== INSTRUCTIONS FOR THE TASK ==
Scan the material and copy every line in which "query" appears.

== ENTRIES SUPPLIED ==
-*-*-
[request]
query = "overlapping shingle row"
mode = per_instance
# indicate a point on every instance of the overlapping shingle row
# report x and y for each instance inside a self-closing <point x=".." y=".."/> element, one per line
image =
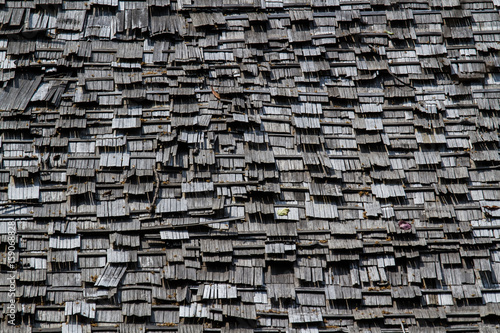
<point x="251" y="166"/>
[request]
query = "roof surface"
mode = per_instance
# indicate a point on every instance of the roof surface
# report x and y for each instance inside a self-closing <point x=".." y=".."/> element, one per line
<point x="251" y="166"/>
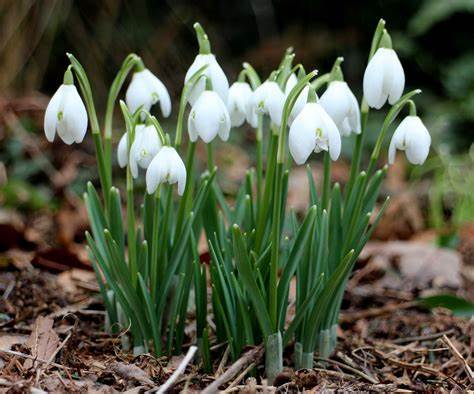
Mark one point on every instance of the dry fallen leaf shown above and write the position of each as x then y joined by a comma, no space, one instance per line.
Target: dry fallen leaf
43,341
419,263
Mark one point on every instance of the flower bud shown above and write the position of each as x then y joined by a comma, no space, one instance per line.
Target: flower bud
168,167
383,78
214,72
208,118
412,136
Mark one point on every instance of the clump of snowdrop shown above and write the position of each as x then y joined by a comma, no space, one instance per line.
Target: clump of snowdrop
213,71
208,118
413,137
167,166
384,77
146,268
66,114
238,100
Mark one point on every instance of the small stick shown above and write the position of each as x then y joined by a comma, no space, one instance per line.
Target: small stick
240,377
363,375
181,367
252,355
18,354
460,358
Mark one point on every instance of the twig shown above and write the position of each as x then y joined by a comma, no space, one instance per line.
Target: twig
363,375
460,358
18,354
240,377
181,367
253,355
350,317
424,337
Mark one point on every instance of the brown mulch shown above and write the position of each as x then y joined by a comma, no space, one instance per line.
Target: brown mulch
386,343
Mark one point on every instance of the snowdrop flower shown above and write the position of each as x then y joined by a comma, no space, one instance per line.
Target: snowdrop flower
300,101
383,78
146,89
313,130
411,136
66,113
341,105
267,99
208,118
168,167
237,102
213,71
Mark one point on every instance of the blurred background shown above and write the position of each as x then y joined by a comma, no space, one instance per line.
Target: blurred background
433,39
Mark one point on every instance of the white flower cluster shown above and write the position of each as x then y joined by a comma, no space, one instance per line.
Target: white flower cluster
314,125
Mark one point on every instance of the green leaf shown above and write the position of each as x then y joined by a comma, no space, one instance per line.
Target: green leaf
459,306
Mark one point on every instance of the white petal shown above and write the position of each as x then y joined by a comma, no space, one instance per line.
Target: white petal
122,154
374,80
213,71
301,139
51,114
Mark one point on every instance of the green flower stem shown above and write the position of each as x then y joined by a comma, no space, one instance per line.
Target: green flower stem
203,40
326,180
259,138
86,91
129,63
154,247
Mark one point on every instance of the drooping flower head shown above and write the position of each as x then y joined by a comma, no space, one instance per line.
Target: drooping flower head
213,71
313,130
411,136
208,118
384,78
267,99
167,166
145,90
341,105
238,100
66,113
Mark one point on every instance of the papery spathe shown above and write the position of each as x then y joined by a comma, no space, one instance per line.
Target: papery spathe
267,99
146,89
238,101
214,72
341,105
66,115
383,78
413,137
166,166
208,118
313,130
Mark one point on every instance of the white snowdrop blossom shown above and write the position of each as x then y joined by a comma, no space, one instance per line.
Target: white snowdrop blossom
166,166
412,136
341,105
313,130
267,99
214,72
66,115
383,78
238,100
208,118
300,101
145,90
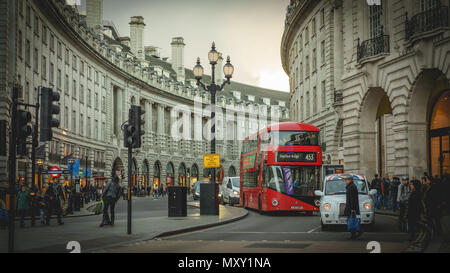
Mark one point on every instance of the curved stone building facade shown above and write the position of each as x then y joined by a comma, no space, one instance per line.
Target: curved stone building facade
99,75
375,78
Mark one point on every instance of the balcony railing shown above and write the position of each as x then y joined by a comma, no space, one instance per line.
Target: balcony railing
373,47
426,21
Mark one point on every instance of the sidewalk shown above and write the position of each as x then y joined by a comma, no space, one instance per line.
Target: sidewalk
53,239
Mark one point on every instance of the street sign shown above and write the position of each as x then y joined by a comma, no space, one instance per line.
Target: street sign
211,161
56,174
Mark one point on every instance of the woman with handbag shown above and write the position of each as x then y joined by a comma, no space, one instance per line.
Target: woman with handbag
352,208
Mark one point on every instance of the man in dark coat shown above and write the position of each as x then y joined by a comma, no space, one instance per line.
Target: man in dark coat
110,196
54,195
352,203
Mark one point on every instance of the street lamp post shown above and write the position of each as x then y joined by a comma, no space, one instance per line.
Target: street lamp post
40,163
228,69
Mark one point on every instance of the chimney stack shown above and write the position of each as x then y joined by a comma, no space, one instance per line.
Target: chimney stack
94,14
178,57
137,36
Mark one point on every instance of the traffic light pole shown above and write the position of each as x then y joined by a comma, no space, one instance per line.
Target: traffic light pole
12,170
130,155
33,152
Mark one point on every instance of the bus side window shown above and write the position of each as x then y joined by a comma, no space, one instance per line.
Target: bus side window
266,177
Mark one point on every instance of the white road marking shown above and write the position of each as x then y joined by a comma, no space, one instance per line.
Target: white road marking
314,229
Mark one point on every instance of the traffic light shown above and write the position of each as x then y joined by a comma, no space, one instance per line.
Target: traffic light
128,133
23,131
48,109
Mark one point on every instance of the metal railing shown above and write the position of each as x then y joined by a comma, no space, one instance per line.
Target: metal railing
373,47
426,21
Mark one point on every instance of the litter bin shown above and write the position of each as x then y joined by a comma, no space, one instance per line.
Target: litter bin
177,201
209,199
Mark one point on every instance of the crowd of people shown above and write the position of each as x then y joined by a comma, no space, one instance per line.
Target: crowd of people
421,204
156,191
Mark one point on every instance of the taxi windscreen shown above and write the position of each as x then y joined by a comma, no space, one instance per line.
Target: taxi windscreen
337,186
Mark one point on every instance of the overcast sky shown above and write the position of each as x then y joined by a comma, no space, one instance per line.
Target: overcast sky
248,30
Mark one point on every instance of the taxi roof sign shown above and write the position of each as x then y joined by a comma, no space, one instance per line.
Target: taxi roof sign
211,161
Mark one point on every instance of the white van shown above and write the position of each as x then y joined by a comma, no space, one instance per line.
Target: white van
230,190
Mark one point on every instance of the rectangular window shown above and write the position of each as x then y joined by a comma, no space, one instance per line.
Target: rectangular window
314,100
44,67
300,76
74,91
59,53
67,57
66,85
307,66
74,121
324,94
322,17
74,62
44,35
36,60
81,93
52,42
322,52
52,73
66,117
59,79
28,16
96,101
27,52
36,25
103,104
19,44
88,128
314,64
81,125
96,130
89,97
103,136
375,20
82,68
306,35
314,27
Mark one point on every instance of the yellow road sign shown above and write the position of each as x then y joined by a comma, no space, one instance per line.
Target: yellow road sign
211,161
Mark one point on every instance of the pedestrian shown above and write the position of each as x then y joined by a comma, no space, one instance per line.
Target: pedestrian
110,196
352,204
55,196
402,199
42,203
22,201
432,196
394,191
386,192
376,184
416,208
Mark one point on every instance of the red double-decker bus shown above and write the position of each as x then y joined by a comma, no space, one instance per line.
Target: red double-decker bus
280,168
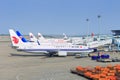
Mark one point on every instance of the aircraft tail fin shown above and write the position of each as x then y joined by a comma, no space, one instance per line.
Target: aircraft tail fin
65,37
40,36
32,37
21,36
16,41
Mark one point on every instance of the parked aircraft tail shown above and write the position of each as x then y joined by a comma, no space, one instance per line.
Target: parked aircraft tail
-*-*-
== RESULT FOR THIS EXERCISE ==
query = "overlapping shingle row"
query = "roof surface"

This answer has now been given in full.